# Exercise instructions
Copy the lines below that contain "steep".

# Exercise input
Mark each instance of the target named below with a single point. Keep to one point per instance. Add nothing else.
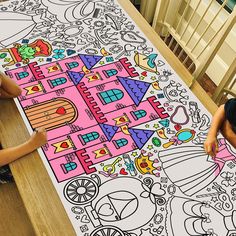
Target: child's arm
(8, 88)
(228, 133)
(9, 155)
(211, 144)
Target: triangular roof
(109, 130)
(136, 89)
(76, 77)
(140, 136)
(90, 60)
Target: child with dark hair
(9, 89)
(225, 121)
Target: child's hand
(211, 145)
(38, 138)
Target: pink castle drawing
(90, 111)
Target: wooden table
(41, 201)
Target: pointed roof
(140, 136)
(90, 60)
(76, 77)
(136, 89)
(109, 130)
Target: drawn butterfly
(58, 53)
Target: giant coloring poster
(125, 135)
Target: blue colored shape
(165, 123)
(151, 60)
(76, 77)
(136, 89)
(109, 130)
(70, 52)
(185, 135)
(90, 60)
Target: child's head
(230, 112)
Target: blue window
(139, 114)
(58, 81)
(121, 142)
(70, 166)
(111, 95)
(72, 65)
(109, 73)
(90, 137)
(23, 75)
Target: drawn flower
(228, 179)
(152, 192)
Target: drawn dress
(188, 217)
(191, 169)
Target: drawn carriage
(117, 206)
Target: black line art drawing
(115, 179)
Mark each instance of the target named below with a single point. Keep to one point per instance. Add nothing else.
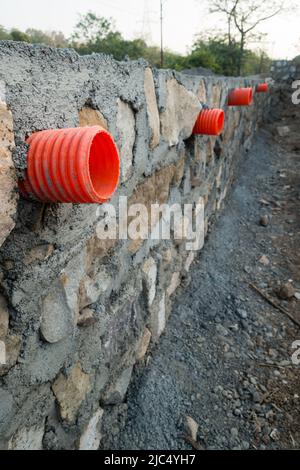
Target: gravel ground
(225, 357)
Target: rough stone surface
(4, 317)
(143, 345)
(116, 393)
(179, 117)
(27, 439)
(91, 437)
(126, 127)
(75, 298)
(56, 318)
(92, 117)
(150, 270)
(70, 392)
(152, 109)
(8, 185)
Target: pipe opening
(103, 165)
(220, 123)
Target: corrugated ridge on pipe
(79, 165)
(209, 122)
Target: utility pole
(161, 35)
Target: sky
(183, 19)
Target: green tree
(4, 34)
(242, 19)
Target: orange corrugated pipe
(210, 122)
(79, 165)
(240, 97)
(262, 88)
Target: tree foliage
(95, 34)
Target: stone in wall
(179, 117)
(126, 128)
(92, 117)
(71, 391)
(4, 317)
(91, 437)
(57, 320)
(143, 345)
(154, 190)
(117, 391)
(8, 182)
(27, 439)
(152, 109)
(158, 317)
(150, 271)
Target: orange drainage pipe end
(79, 165)
(240, 97)
(262, 88)
(209, 122)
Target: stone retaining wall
(77, 312)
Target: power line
(161, 35)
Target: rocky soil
(222, 375)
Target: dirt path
(225, 357)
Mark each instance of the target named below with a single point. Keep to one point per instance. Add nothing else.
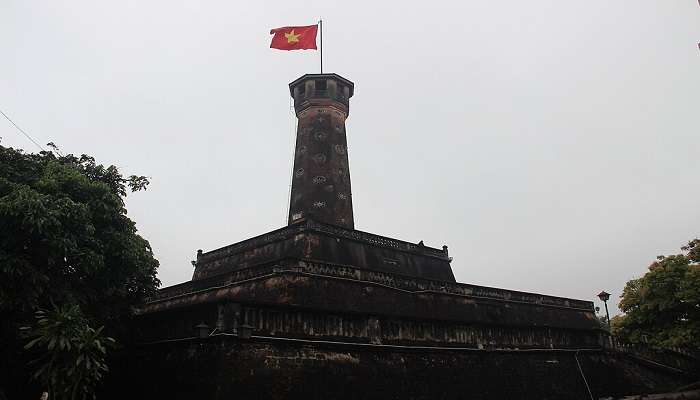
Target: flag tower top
(321, 89)
(321, 176)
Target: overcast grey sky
(552, 145)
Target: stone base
(226, 367)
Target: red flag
(294, 37)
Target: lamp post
(604, 296)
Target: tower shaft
(321, 177)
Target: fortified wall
(318, 309)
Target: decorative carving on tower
(321, 178)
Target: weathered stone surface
(317, 241)
(226, 368)
(321, 176)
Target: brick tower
(321, 178)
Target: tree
(72, 357)
(663, 307)
(65, 239)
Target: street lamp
(202, 330)
(604, 296)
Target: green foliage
(72, 355)
(65, 239)
(663, 306)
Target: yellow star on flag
(291, 37)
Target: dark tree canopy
(663, 306)
(65, 238)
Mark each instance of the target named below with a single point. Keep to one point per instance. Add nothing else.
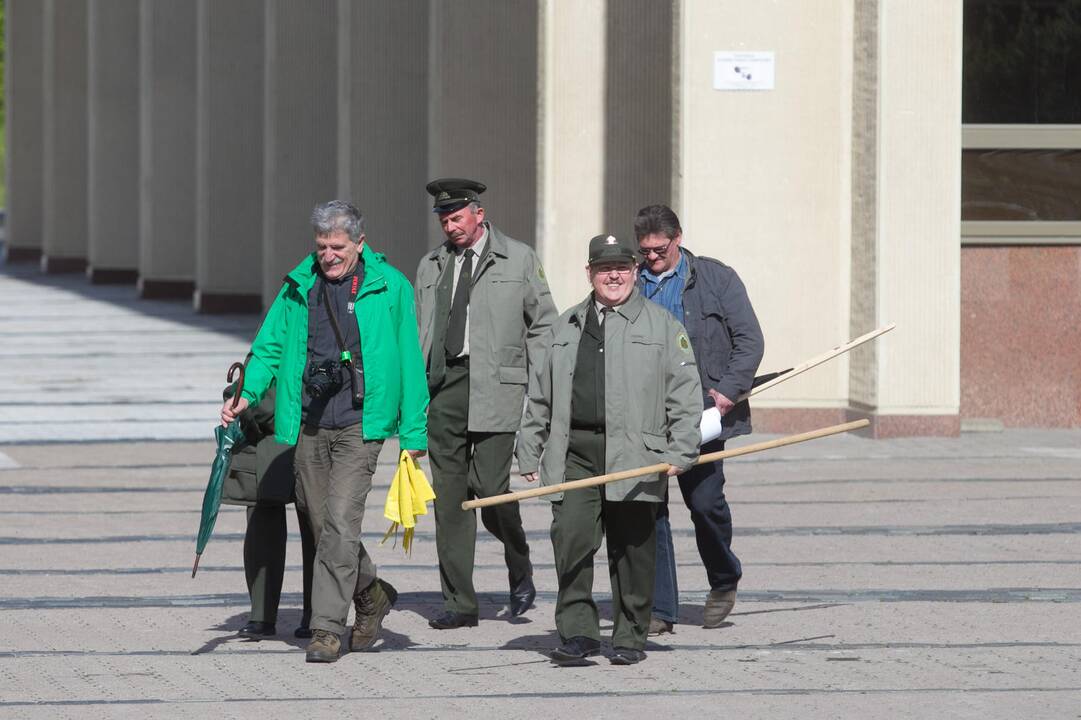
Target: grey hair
(329, 217)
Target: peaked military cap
(453, 194)
(606, 248)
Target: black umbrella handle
(237, 368)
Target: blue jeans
(703, 489)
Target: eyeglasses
(659, 252)
(608, 269)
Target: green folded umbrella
(227, 438)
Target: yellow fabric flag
(406, 498)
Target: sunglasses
(659, 252)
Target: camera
(323, 380)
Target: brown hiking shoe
(324, 648)
(718, 605)
(658, 626)
(372, 605)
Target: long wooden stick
(661, 467)
(814, 362)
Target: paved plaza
(922, 577)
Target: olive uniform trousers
(467, 465)
(579, 521)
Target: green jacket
(652, 399)
(396, 390)
(510, 309)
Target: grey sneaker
(718, 605)
(324, 648)
(372, 605)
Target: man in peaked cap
(632, 400)
(483, 307)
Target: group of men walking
(617, 382)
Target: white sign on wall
(743, 70)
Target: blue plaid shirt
(666, 289)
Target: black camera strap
(356, 385)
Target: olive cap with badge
(451, 194)
(609, 248)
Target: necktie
(459, 306)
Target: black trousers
(703, 489)
(265, 542)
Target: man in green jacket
(484, 307)
(618, 390)
(341, 342)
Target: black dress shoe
(575, 651)
(627, 656)
(451, 620)
(257, 630)
(522, 596)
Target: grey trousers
(334, 469)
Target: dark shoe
(574, 652)
(451, 620)
(718, 605)
(522, 596)
(627, 656)
(257, 630)
(324, 648)
(658, 626)
(372, 604)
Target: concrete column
(483, 106)
(64, 148)
(572, 142)
(384, 156)
(167, 218)
(764, 184)
(912, 386)
(638, 109)
(229, 156)
(114, 125)
(24, 82)
(301, 142)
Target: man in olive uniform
(710, 300)
(483, 306)
(262, 478)
(632, 400)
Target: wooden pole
(662, 467)
(814, 362)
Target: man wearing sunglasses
(708, 297)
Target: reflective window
(1022, 62)
(1021, 185)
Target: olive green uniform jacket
(652, 399)
(510, 309)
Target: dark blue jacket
(724, 334)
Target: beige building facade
(827, 171)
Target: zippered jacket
(396, 389)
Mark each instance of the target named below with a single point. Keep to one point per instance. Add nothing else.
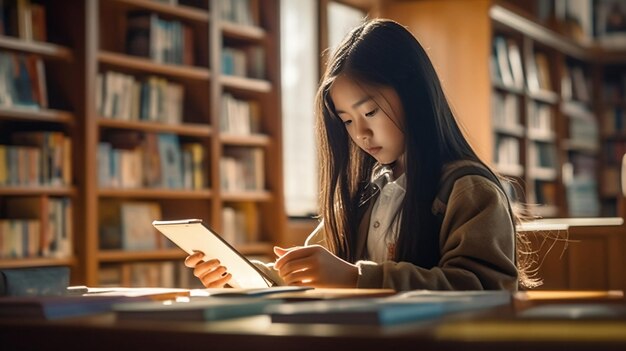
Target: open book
(192, 235)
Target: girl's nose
(363, 130)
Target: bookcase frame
(97, 45)
(459, 58)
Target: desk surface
(496, 329)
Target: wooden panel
(588, 264)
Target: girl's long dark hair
(384, 53)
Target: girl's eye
(372, 112)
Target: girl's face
(373, 118)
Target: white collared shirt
(384, 224)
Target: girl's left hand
(314, 266)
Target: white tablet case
(192, 235)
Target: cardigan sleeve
(477, 246)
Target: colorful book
(193, 309)
(366, 311)
(55, 307)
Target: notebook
(192, 235)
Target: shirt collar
(383, 174)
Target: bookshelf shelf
(37, 262)
(577, 110)
(157, 193)
(510, 170)
(133, 118)
(546, 136)
(545, 211)
(40, 115)
(180, 11)
(543, 173)
(188, 129)
(512, 130)
(148, 66)
(46, 50)
(546, 96)
(581, 146)
(37, 191)
(242, 32)
(247, 196)
(245, 140)
(246, 84)
(508, 89)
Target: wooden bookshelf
(572, 134)
(465, 31)
(39, 184)
(95, 81)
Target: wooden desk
(579, 253)
(497, 329)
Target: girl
(399, 208)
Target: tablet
(192, 235)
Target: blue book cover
(171, 161)
(193, 309)
(56, 307)
(356, 311)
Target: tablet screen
(192, 235)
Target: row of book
(541, 119)
(36, 158)
(507, 151)
(22, 81)
(611, 181)
(36, 229)
(506, 63)
(582, 197)
(584, 131)
(614, 150)
(244, 62)
(544, 192)
(23, 19)
(239, 11)
(242, 168)
(239, 116)
(542, 155)
(614, 120)
(614, 88)
(575, 84)
(127, 225)
(506, 110)
(156, 161)
(163, 41)
(124, 97)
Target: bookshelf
(143, 111)
(547, 127)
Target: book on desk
(404, 307)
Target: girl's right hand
(210, 273)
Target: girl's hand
(210, 273)
(314, 266)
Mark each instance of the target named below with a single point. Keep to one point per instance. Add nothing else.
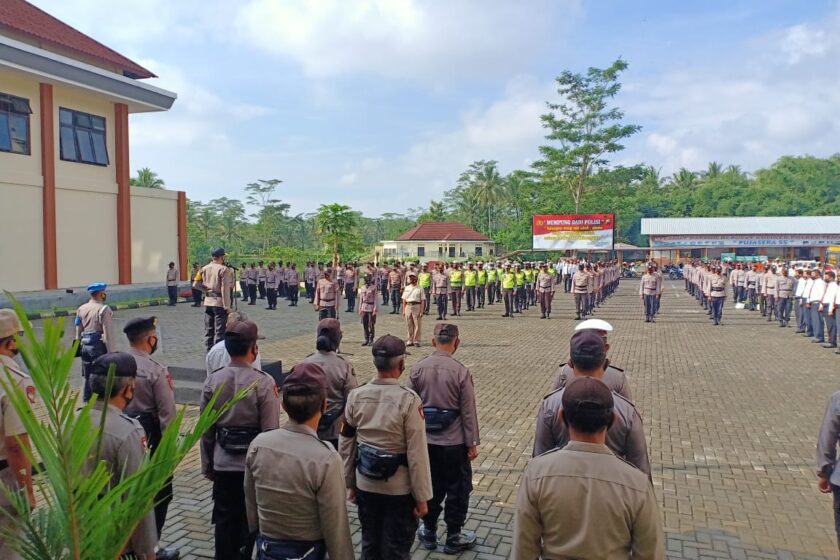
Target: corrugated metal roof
(755, 225)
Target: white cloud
(417, 39)
(773, 96)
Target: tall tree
(583, 129)
(147, 178)
(336, 225)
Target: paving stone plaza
(731, 415)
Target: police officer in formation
(153, 405)
(294, 482)
(123, 438)
(94, 330)
(340, 378)
(223, 447)
(446, 387)
(386, 458)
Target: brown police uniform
(614, 377)
(223, 447)
(584, 502)
(341, 379)
(626, 437)
(448, 393)
(384, 435)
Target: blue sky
(380, 104)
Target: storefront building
(784, 237)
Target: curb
(115, 307)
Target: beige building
(71, 216)
(438, 241)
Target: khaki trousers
(413, 321)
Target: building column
(48, 201)
(123, 193)
(182, 235)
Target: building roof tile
(442, 231)
(22, 17)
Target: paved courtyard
(731, 414)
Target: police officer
(580, 292)
(626, 437)
(386, 458)
(94, 330)
(153, 404)
(582, 501)
(648, 291)
(123, 438)
(216, 282)
(340, 377)
(15, 449)
(448, 394)
(223, 446)
(326, 296)
(294, 483)
(614, 377)
(172, 284)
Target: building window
(82, 137)
(14, 124)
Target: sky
(381, 104)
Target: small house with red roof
(72, 217)
(438, 241)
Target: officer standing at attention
(340, 377)
(368, 310)
(223, 446)
(614, 376)
(294, 484)
(153, 404)
(545, 290)
(582, 501)
(648, 291)
(448, 394)
(15, 449)
(216, 283)
(424, 280)
(94, 330)
(828, 472)
(413, 299)
(386, 458)
(626, 436)
(123, 446)
(440, 291)
(326, 296)
(196, 293)
(172, 284)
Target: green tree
(82, 516)
(147, 178)
(336, 225)
(583, 129)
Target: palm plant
(147, 178)
(82, 517)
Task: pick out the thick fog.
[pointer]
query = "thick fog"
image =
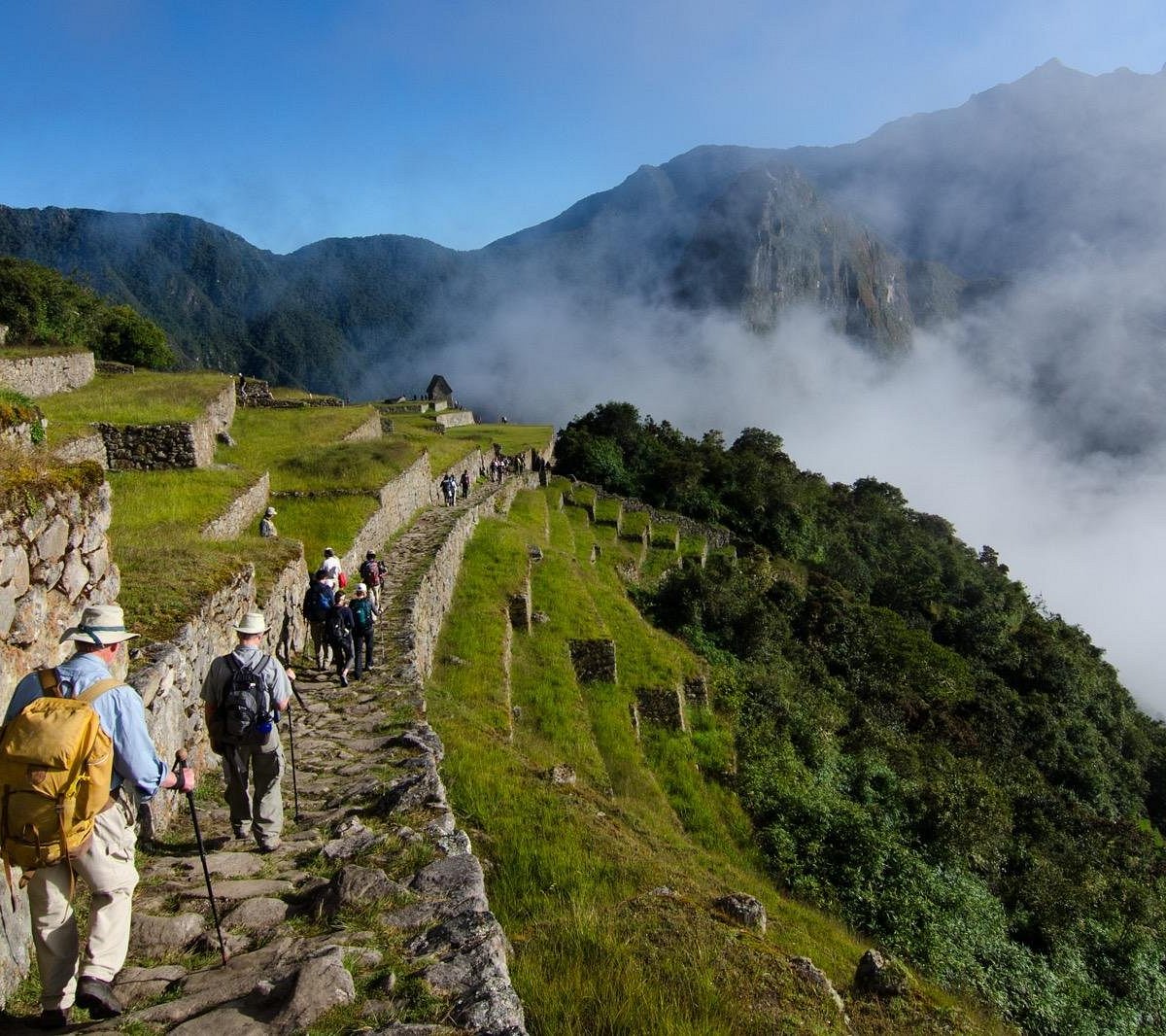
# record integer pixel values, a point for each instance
(1035, 424)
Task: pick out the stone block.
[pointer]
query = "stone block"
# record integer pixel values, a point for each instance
(75, 576)
(744, 910)
(697, 691)
(32, 616)
(664, 706)
(594, 661)
(520, 611)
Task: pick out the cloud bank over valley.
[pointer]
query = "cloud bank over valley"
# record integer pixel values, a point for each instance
(1031, 424)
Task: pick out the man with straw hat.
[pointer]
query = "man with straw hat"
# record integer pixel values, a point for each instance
(244, 693)
(108, 865)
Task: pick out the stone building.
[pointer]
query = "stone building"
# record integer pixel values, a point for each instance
(438, 390)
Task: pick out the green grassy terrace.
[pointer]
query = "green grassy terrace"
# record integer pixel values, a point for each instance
(141, 397)
(604, 886)
(325, 489)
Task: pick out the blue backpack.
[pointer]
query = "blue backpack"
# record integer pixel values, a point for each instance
(318, 603)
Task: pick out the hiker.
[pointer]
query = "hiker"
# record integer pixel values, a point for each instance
(108, 863)
(318, 603)
(331, 568)
(338, 630)
(243, 694)
(372, 573)
(364, 615)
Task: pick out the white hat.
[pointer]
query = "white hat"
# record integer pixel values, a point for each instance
(254, 622)
(99, 624)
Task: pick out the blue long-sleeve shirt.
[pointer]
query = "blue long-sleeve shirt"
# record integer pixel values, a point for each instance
(121, 714)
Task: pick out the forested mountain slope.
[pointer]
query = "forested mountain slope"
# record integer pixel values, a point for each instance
(920, 745)
(1023, 176)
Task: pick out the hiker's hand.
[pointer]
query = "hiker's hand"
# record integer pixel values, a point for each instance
(180, 778)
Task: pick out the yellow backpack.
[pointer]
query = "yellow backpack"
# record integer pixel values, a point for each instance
(56, 764)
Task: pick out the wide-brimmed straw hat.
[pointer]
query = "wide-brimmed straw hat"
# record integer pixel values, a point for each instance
(254, 622)
(99, 624)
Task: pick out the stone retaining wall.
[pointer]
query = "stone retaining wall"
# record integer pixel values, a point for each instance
(455, 419)
(179, 444)
(365, 431)
(594, 661)
(400, 500)
(715, 535)
(86, 448)
(53, 560)
(172, 678)
(46, 374)
(240, 512)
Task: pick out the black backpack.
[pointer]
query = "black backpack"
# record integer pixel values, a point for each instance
(318, 603)
(248, 708)
(335, 628)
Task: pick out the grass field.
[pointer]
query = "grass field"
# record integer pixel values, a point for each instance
(167, 569)
(141, 397)
(605, 885)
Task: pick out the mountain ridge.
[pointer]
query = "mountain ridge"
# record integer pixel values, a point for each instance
(979, 192)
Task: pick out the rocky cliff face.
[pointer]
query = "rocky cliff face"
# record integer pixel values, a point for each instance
(771, 242)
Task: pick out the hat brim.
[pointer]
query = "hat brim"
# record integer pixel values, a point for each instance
(108, 638)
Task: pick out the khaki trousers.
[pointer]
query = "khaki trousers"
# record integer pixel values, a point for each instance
(257, 810)
(109, 871)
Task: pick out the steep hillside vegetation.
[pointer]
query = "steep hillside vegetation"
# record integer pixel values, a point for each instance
(44, 309)
(609, 845)
(920, 745)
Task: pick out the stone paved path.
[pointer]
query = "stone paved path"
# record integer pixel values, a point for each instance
(372, 914)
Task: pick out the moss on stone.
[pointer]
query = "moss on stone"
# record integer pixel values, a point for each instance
(27, 476)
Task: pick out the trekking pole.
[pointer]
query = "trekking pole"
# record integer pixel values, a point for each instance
(180, 763)
(295, 786)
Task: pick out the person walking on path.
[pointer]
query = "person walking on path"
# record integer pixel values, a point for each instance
(108, 865)
(372, 573)
(364, 616)
(318, 603)
(331, 568)
(338, 628)
(243, 694)
(266, 527)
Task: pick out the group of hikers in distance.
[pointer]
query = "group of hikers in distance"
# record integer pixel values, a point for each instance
(77, 763)
(77, 735)
(341, 627)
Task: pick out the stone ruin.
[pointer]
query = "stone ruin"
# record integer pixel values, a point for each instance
(664, 706)
(594, 661)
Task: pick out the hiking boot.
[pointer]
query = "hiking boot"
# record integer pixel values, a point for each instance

# Completed task
Task: pick out the steep hillside vegetation.
query = "steep hillside vegetation"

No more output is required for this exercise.